Quote the lines below verbatim, leaving out the pictures.

──────── INPUT FOR THIS TASK

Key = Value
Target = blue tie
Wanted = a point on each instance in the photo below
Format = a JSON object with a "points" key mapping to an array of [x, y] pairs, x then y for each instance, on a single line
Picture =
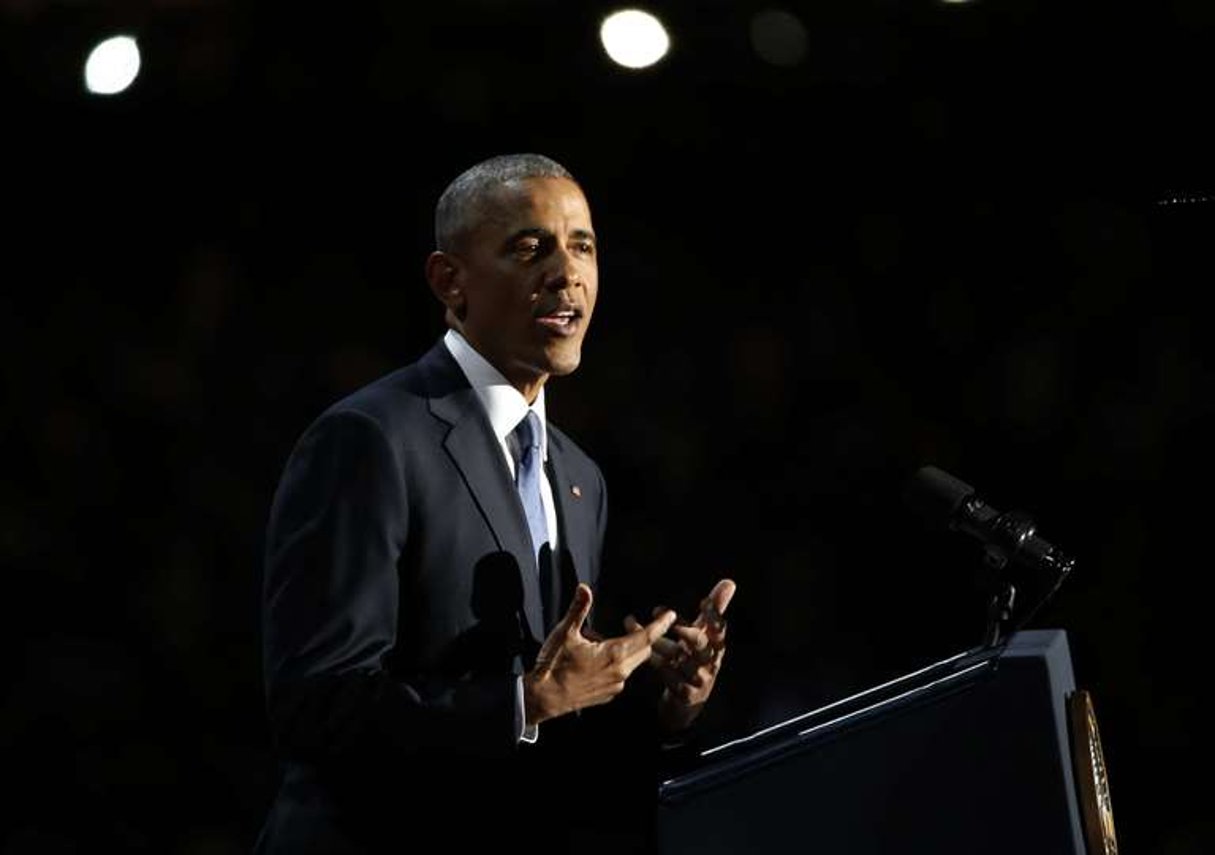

────────────────

## CORRECT RESPONSE
Key = Value
Target = blue tie
Wanted = a point on each instance in the photo below
Format = a JSON object with a "points" key mapping to an array of [x, y] pairs, x then y for each instance, on a single line
Picture =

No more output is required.